─── Records for this exercise ───

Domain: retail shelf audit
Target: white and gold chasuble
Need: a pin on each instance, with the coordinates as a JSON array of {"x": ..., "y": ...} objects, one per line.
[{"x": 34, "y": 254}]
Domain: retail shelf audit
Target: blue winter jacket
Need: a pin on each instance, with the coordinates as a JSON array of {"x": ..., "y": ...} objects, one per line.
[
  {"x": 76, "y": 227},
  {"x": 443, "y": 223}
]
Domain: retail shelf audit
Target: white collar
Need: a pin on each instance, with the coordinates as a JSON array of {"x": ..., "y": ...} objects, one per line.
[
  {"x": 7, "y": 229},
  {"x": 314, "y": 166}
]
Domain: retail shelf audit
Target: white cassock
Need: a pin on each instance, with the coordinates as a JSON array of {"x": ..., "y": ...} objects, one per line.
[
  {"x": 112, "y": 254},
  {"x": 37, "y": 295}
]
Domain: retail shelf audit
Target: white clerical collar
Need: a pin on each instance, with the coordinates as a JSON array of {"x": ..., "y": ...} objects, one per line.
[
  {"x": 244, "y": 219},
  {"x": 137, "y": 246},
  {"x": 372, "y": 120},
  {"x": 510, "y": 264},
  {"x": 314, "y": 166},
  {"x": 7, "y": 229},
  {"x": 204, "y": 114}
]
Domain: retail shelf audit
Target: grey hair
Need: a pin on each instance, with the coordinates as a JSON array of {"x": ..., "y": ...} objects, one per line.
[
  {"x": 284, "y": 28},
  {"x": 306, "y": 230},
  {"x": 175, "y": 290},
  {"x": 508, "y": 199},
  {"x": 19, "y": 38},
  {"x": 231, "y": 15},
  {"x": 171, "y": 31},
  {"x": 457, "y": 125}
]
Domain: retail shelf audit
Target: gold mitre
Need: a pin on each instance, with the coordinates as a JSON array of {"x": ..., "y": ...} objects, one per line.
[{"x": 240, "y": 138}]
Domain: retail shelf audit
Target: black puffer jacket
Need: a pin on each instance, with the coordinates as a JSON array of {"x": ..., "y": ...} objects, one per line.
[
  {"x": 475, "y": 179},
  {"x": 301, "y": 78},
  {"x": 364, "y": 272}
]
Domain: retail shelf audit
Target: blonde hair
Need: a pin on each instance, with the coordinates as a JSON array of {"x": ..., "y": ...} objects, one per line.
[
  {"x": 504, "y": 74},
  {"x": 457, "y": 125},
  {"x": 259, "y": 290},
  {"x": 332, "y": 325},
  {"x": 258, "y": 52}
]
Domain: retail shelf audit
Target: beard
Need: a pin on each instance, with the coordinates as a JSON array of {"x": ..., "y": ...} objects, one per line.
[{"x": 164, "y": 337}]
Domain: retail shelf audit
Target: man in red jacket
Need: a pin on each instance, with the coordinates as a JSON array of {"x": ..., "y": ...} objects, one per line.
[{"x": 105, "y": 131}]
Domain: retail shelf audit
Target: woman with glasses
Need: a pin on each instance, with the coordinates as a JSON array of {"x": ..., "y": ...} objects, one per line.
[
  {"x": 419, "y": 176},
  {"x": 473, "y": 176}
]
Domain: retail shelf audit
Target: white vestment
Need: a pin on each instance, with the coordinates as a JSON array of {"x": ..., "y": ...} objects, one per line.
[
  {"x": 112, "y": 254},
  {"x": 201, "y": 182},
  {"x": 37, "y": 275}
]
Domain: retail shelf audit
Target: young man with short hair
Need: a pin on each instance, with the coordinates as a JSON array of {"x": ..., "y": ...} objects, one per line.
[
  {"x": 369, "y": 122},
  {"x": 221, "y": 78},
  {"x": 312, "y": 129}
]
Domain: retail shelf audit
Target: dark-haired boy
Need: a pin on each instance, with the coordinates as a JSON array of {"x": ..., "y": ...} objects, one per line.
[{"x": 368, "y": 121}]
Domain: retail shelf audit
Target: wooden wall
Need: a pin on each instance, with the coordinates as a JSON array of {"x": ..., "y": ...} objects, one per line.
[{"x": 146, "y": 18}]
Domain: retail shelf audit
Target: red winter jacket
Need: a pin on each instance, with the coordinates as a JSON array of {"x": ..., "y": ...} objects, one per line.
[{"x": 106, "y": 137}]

───

Reproduce all of the entries verbatim.

Task output
Domain: retail shelf audit
Target: white and gold chasuble
Need: a pin on each instance, with the coordinates as a JSON array of {"x": ..., "y": ...} objects, one per line.
[{"x": 34, "y": 254}]
Domain: retail shelf audit
Target: blue winter jacket
Need: a pin on each instance, with the coordinates as a JSON array of {"x": ..., "y": ...} objects, one per line.
[
  {"x": 76, "y": 227},
  {"x": 443, "y": 223}
]
Domain: retail shelf audit
Target: white collar
Need: a pin on each instance, with the coordinates as a JSON array of {"x": ..., "y": ...} objects, one per line.
[
  {"x": 7, "y": 229},
  {"x": 314, "y": 166}
]
Domain: retail shelf audit
Target: white cassock
Need: a pin on each instance, with the coordinates as a JSON array of {"x": ..., "y": ...} objects, one per line.
[
  {"x": 112, "y": 254},
  {"x": 37, "y": 295}
]
Domain: retail shelf audit
Target: white clerical collar
Need: a pin on each instance, with the coordinates as a JSON array of {"x": ..., "y": ...} objects, one per line.
[
  {"x": 244, "y": 219},
  {"x": 137, "y": 246},
  {"x": 372, "y": 120},
  {"x": 510, "y": 264},
  {"x": 314, "y": 166},
  {"x": 7, "y": 229},
  {"x": 204, "y": 114}
]
Domain: retail shelf audit
Target: grey hair
Need: a pin on each instance, with the coordinates as a JSON array of {"x": ..., "y": ...} objects, one per line.
[
  {"x": 284, "y": 28},
  {"x": 306, "y": 230},
  {"x": 175, "y": 290},
  {"x": 508, "y": 199},
  {"x": 19, "y": 38},
  {"x": 231, "y": 15},
  {"x": 171, "y": 31},
  {"x": 457, "y": 125}
]
Domain: retail shelf audit
Target: gold mitre
Need: a pin on each instance, with the coordinates as a JSON array of {"x": ..., "y": ...} objects, one per line.
[{"x": 240, "y": 138}]
Domain: retail shelf audit
Target: black puffer jacket
Need: a pin on each instance, with the coordinates as a JSON array of {"x": ..., "y": ...} objects, one per line.
[
  {"x": 475, "y": 179},
  {"x": 301, "y": 78},
  {"x": 364, "y": 272}
]
Domain: retail shelf audit
Target: blonde hair
Need: a pin on each instance, with the coordinates as a JSON array of {"x": ..., "y": ...} objects, one per line.
[
  {"x": 504, "y": 74},
  {"x": 457, "y": 125},
  {"x": 259, "y": 290},
  {"x": 332, "y": 325},
  {"x": 258, "y": 52}
]
Domain: retail shelf audit
Target: beard
Need: a pin on each instance, with the coordinates as a JSON array of {"x": ..., "y": ...} objects, one per line.
[{"x": 164, "y": 337}]
Domain: retail shelf audit
Target: man in red jacket
Need: a pin on each instance, with the coordinates as a JSON array of {"x": ..., "y": ...} objects, one per line.
[{"x": 105, "y": 131}]
Domain: retail shelf audit
Target: woman with glasses
Need: a pin on each instance, with the coordinates as a JSON array of {"x": ..., "y": ...} objects, one per line.
[
  {"x": 419, "y": 176},
  {"x": 473, "y": 176}
]
Domain: retail shelf audit
Target: white vestment
Need: a pin on each instance, with the coordinates as a JSON array of {"x": ..., "y": ...} objects, one per line.
[
  {"x": 112, "y": 254},
  {"x": 201, "y": 182},
  {"x": 37, "y": 275}
]
Domain: retail shelf audit
Target: young man with short hair
Need: a pin on each instance, with the coordinates as a JSON array of {"x": ..., "y": ...} objects, one per line.
[
  {"x": 369, "y": 122},
  {"x": 221, "y": 78},
  {"x": 312, "y": 129}
]
Domain: retail shelf audit
Target: dark-haired boy
Need: a pin on each instance, with the coordinates as a JSON array of {"x": ..., "y": ...} objects, one per line.
[{"x": 368, "y": 121}]
Domain: retail shelf audit
Target: wooden wall
Need: a pin on each instance, with the coordinates as a JSON array of {"x": ..., "y": ...} objects, one per line.
[{"x": 146, "y": 18}]
Domain: retail shelf audit
Target: red winter jacket
Need: a pin on each instance, with the coordinates as a JSON array of {"x": ..., "y": ...} objects, one per line.
[{"x": 106, "y": 137}]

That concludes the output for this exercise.